| Exercise |
List each line in the records below that contains the word "shadow". Copy every such line in full.

Entries for pointing and labeling

▶

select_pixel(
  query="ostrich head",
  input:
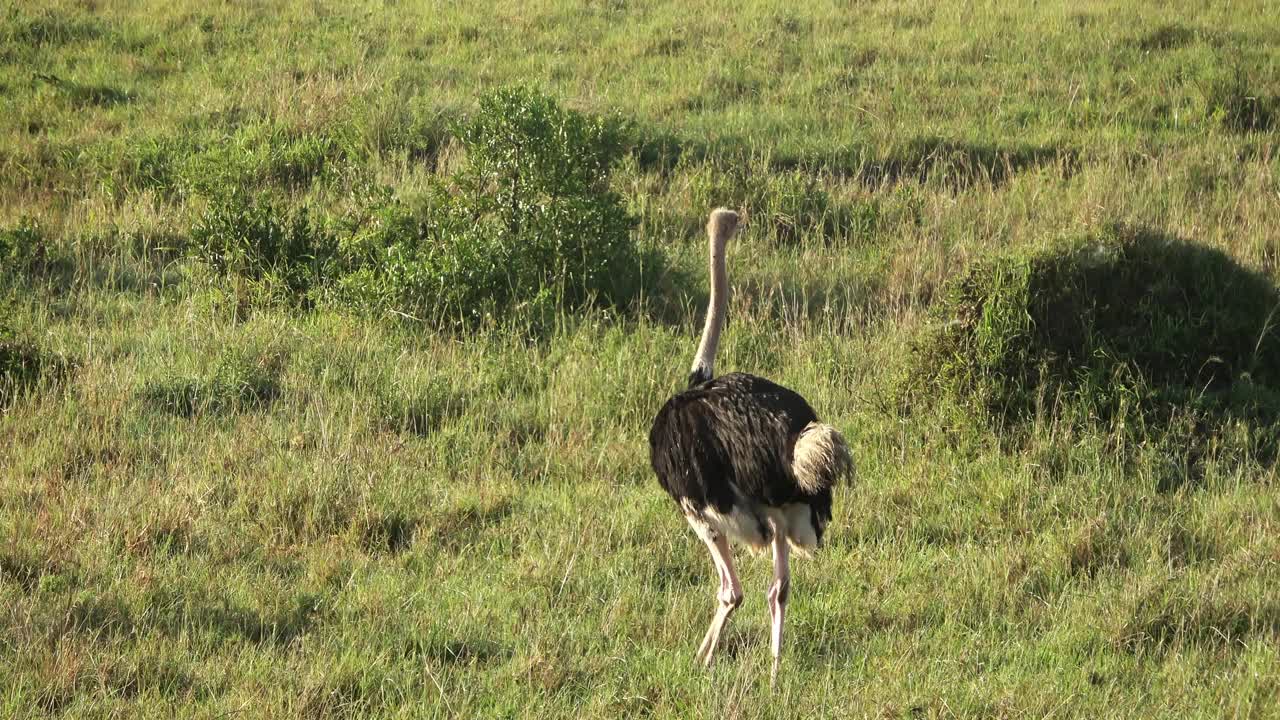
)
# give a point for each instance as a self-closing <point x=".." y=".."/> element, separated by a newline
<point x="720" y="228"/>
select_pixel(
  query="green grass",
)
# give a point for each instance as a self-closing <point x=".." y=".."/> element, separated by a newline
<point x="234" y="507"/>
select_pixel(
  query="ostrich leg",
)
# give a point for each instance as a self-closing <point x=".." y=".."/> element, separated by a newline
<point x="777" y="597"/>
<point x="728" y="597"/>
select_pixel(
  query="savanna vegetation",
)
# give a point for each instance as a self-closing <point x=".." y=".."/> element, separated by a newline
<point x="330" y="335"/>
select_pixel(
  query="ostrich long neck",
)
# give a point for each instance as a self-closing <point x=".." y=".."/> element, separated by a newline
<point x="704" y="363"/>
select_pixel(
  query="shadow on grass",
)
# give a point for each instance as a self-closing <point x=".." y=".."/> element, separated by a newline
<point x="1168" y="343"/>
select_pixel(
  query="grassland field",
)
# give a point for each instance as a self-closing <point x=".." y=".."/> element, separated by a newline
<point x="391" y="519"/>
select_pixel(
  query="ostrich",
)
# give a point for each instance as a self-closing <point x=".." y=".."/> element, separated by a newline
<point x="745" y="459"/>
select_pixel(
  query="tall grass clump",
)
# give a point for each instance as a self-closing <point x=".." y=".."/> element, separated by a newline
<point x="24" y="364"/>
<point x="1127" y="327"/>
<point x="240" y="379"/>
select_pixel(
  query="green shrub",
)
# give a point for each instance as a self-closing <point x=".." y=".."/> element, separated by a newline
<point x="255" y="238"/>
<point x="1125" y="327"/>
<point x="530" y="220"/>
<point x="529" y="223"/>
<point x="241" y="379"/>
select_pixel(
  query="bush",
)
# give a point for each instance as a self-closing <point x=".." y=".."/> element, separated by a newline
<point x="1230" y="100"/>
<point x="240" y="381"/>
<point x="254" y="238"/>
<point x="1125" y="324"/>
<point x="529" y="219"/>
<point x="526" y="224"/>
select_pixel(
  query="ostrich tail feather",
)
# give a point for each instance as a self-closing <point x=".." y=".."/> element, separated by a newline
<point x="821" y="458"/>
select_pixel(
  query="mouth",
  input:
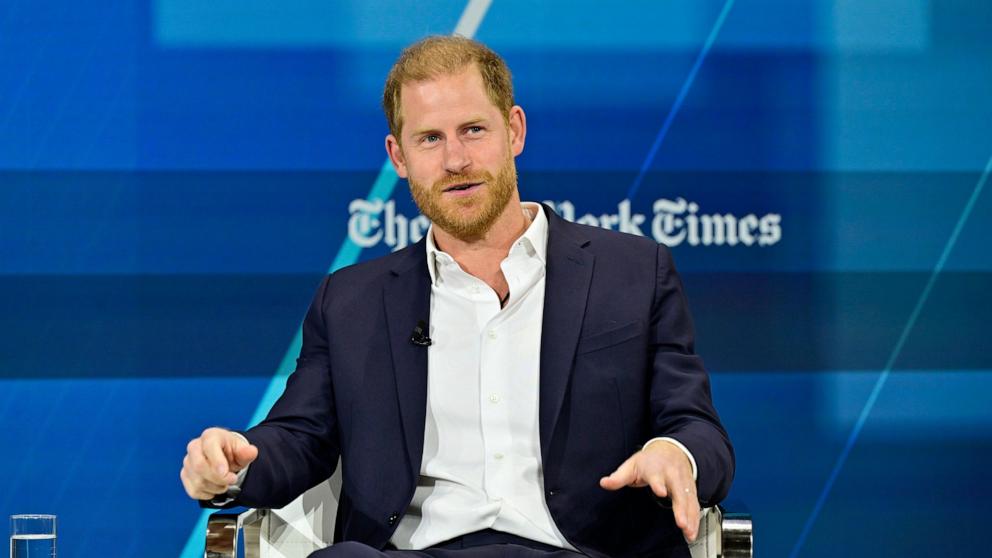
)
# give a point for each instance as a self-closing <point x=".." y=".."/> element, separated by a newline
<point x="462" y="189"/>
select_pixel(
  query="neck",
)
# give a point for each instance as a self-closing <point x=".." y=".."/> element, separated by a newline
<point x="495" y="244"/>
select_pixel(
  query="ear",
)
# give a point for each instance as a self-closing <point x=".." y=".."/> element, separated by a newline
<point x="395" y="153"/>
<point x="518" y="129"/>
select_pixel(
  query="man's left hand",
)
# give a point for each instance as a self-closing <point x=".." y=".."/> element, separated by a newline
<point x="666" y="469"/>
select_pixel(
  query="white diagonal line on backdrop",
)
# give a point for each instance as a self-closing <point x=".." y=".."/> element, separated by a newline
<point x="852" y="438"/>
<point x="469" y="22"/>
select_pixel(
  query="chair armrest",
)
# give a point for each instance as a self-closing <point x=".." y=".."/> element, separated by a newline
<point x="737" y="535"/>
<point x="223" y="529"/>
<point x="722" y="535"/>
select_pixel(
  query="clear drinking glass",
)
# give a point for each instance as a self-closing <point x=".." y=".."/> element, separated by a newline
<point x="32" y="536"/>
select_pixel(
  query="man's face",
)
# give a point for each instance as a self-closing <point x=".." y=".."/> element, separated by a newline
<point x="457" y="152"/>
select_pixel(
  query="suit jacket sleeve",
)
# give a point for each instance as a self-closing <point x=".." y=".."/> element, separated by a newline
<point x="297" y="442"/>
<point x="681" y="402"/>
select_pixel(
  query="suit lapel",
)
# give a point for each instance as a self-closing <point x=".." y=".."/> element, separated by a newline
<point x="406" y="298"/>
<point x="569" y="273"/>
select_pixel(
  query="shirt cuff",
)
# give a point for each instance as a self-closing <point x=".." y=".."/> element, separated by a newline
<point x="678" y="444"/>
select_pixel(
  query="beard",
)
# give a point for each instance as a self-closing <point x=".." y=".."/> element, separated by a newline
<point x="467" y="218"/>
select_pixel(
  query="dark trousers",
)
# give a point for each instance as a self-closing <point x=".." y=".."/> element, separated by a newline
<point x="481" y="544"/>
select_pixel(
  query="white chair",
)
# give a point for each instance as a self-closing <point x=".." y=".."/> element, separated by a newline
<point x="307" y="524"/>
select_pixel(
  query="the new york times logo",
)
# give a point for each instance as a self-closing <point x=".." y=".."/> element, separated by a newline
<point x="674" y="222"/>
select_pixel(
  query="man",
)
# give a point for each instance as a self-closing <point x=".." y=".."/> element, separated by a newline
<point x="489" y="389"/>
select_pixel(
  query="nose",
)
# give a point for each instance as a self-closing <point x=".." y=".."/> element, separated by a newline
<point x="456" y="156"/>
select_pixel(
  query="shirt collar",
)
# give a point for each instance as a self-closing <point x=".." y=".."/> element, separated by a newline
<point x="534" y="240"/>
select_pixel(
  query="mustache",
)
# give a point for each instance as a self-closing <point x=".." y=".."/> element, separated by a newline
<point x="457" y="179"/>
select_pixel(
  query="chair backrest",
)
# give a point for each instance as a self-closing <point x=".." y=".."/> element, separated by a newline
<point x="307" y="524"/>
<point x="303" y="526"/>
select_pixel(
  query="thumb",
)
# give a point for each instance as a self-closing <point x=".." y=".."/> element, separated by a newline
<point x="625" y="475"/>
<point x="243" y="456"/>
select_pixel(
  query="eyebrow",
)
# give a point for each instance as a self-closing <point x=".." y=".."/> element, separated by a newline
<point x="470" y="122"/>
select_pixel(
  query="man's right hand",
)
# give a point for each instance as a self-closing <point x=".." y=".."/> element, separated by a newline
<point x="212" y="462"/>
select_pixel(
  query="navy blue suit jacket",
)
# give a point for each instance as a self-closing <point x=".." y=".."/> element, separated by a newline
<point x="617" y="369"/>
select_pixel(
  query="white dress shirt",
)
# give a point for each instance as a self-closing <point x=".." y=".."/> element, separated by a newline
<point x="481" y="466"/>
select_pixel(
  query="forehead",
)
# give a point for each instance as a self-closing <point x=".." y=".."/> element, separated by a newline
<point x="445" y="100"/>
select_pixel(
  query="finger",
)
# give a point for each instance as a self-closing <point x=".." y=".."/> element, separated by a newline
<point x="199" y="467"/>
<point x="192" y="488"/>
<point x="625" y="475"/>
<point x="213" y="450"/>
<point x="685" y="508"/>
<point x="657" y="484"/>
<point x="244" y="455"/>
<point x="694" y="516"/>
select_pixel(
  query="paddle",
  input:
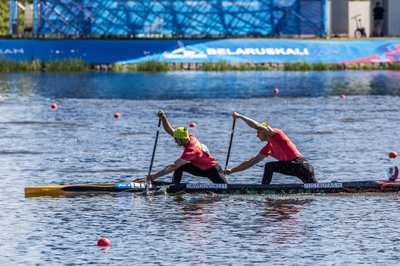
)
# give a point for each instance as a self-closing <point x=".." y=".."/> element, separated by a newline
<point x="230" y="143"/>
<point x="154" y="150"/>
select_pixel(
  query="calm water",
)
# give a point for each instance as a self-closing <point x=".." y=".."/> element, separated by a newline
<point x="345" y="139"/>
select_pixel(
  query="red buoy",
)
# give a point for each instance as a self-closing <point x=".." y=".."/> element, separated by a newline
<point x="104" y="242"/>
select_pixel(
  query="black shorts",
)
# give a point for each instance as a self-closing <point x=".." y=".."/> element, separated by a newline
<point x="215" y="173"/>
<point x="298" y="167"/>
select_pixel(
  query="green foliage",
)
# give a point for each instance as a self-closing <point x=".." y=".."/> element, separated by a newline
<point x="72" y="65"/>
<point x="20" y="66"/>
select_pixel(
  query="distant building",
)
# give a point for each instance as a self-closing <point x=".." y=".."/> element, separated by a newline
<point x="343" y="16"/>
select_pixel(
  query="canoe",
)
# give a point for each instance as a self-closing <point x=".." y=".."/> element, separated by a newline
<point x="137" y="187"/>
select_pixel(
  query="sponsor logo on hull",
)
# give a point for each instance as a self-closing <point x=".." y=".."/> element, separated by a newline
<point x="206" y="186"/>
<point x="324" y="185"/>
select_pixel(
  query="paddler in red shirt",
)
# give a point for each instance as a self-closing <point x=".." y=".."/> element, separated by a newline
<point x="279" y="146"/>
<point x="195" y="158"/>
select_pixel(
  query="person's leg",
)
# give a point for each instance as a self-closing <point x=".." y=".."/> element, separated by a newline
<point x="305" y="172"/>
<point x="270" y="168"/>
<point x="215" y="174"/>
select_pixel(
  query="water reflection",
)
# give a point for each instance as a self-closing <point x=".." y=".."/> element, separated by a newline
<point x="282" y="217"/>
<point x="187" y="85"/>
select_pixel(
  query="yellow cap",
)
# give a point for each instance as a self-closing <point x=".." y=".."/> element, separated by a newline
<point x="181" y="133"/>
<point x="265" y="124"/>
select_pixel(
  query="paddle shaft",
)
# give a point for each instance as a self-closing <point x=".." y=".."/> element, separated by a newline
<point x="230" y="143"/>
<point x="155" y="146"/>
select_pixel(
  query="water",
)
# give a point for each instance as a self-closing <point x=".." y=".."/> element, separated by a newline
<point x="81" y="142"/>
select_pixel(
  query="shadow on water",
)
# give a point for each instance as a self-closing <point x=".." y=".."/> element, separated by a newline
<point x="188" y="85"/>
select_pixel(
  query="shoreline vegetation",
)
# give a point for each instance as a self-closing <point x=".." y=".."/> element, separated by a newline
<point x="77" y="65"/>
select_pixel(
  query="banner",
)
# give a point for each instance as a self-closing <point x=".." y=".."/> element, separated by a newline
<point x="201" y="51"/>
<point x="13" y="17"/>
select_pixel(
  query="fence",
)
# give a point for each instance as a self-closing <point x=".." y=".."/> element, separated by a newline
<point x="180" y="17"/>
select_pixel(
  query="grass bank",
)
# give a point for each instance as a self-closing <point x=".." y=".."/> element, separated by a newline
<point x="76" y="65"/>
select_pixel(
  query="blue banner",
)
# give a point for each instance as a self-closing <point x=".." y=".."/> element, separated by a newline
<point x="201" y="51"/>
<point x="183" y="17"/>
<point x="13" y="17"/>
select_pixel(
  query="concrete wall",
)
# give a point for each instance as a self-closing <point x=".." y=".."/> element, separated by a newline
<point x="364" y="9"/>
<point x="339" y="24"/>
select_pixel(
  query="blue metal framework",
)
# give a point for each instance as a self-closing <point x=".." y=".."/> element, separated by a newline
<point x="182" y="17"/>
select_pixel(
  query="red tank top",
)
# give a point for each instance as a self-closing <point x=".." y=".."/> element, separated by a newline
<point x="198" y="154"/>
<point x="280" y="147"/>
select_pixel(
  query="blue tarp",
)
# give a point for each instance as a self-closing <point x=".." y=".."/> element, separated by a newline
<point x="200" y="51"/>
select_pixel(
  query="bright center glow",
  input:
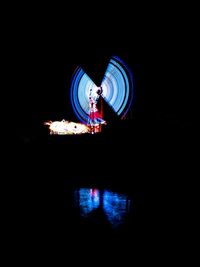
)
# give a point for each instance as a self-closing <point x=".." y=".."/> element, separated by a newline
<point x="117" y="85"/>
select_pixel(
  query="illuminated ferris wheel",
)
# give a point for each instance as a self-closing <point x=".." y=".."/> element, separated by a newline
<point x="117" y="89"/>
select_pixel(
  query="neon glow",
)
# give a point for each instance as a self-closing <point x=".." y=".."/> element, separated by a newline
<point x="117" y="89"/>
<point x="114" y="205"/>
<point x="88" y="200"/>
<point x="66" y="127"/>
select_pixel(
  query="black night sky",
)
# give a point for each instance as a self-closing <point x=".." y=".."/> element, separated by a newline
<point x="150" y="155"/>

◀

| Answer to the task |
  query="shadow on grass",
  query="shadow on water",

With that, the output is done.